I launched Nashville Cream 10 years ago last month, and when the blog’s current shepherd — Scene music editor Adam Gold — asked me to write about it, I actually winced. I’m glad it’s lasted this long, but truth be told, I wanted to murder that bastard child at least once a week from 2006 to 2008, when I was in charge. Why? Because blogs are a pain in the ass. Always were, always will be. Ask anyone who’s ever had to feed that content beast and face down the trolls who encamp themselves in the comments section.
Nashville Cream started off as a dream of arrogance — that the local rock scene at the time, full of incredibly talented but unsigned bands that no one gave a shit about, was worth covering every single day. Maybe even multiple times a day! With posts about their actual lives!
When I pitched Liz Garrigan, the Scene’s editor-in-chief at the time, on the idea of a music blog in which we could snark peanut-gallery-style about rock-scene happenings and hot goss (like, for instance, sightings of Features singer Matt Pelham at MacAuthority or Murfreesboro pop-punk almost-heroes Feable Weiner changing their proto-Diarrhea Planet band name) and write about the everyday weird stuff that illuminated life in a thriving, competitive rock scene, she nixed it immediately. Her reason: She admittedly didn’t really get it, and didn’t really think it was necessary. We had a music section after all. It sounded like we’d be posting pretty trivial stuff, in her view.
She was right about the trivial stuff. We wanted nothing more than a place where we could post about really dumb items that might never make the cut for a proper print feature, but would show readers what it was like to go to shows every night and drink too much and live in the world of a rock scene that had somehow thrived under the bootheel of country music.
It was our answer to VH1’s early-Aughts Survivor analog Bands on the Run, and we wanted to talk about all these acts who were on the hustle — Be Your Own Pet or Jetpack or How I Became the Bomb or De Novo Dahl or The Pink Spiders. Bands that probably don’t sound incredibly relevant to New Nashvillians, if they even recognize them at all.
But as the old saying goes, be careful what you wish for — you just might get it. Months after pitching the Cream and being shot down, fate intervened in the form of a corporate imperative. Village Voice Media — the Scene’s parent company at the time — required every paper they owned to launch a music blog. It was 2006. MP3 blogs had only been around a few years, but they were hitting mainstream awareness and ire, cashing in on the same captive audience alt-weekly rags like the Scene once owned easily, offering music listings and critical takes, with a parochial focus on the conversations buzzing in their own backyards.

**Information shown:**
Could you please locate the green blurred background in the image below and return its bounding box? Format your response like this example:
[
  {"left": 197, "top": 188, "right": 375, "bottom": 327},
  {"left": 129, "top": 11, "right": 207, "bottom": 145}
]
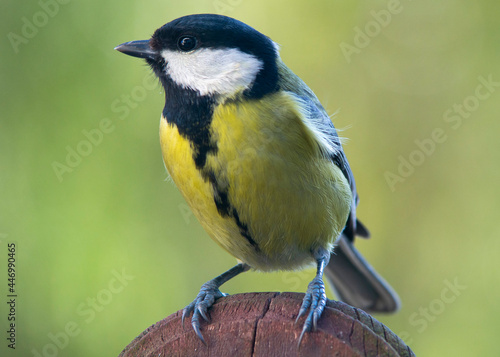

**Instructions to follow:** Resume the essay on launching the Nashville Cream music blog, picking up right after its last sentence.

**Response to the task:**
So we got what we wanted. And then we realized what that meant: We had to actually fill this thing with daily content. Early posts were totally trivial and inconsistent. A band having a new promo photo made for a heavy news day. A local musician was selling a microwave on Craigslist for extra cash? Stop the presses. (JK, there were no presses.) It felt like Christmas if we caught a scoop like a band releasing a new record, or (better yet) having a spat with another band over something like a stolen BeDazzler. (Remember those?) We lived for rumors that someone was getting signed, or someone was quitting a band, or someone like Sebadoh was actually coming to town. Rinse. Repeat. Argue.
And it’s got to be said: Any homage to Nashville Cream is an homage to Nashville Zine, a long-gone local music blog run by Todd Anderson, whose spirit we openly paid tribute to. We wanted arguments, debates, rivalries and real discussions about music-making on a local level. The only difference is, their posts were anonymous, and ours were bylined. In other words, we had to actually own what we wrote.
We wrote whatever we wanted, and it showed. We didn’t care — we just wanted to say something true. So we slobbered over our favorite local bands (ahem, JEFF the Brotherhood, who will headline the Cream anniversary party on Saturday), whether they liked it or not, whether readers liked it or not. That stoked ire beyond anyone’s most reflexive, cynical guesses, but hey, there’s a reason we often described the vitriol on Cream by paraphrasing a famous bitter quote about academia: It was vicious only because the stakes were so pathetically low.
JEFF the BrotherhoodWriting about this now, it all seems utterly unremarkable. But this was 2006. To cover the comings and goings of bands that no one — outside of a very small scene of club owners, showgoers, musicians and fans — would care about was a huge step toward taking Nashville’s rock scene seriously, and no one was doing it with any resources. (The truth was, Nashville has always had a rock scene; it’s just that the cresting of our wave happened to coincide with the cresting of the internet’s.)
The more we realized what could live there — the Scene’s live-review column The Spin had just started in print, and that went hand in hand with the blog’s growth — the more it grew. I don’t think many people realize that the Scene was not actually reviewing live shows of low-profile nobody rock bands until this era. (I will write the punchline for you: And that’s supposed to be a good thing?)
Early on, we were the top-read music blog (after New York and L.A. Weekly) in the Village Voice empire. The suits even (on occasion) praised us for using the space to navel-gaze about a scene no one else could cover as well as someone standing knee-deep in it, and generate so many comments.
We were a raging success. We felt vindicated. One of our earliest anniversary parties had the theme: Love us, hate us: Just keep the comments going. (Hate was nearly always the stronger compulsion.)
But people cared, and we churned on, and the suits demanded more posts, and it became a grind, and everyone grew up a little. And one day, years later, that once immature, petulant little snark machine with the drippy lettered logo was a legitimate news source on Nashville’s music scene. A source that, to this day, consistently and thoroughly publishes more relevant, helpful, funny, smart info than any game in town.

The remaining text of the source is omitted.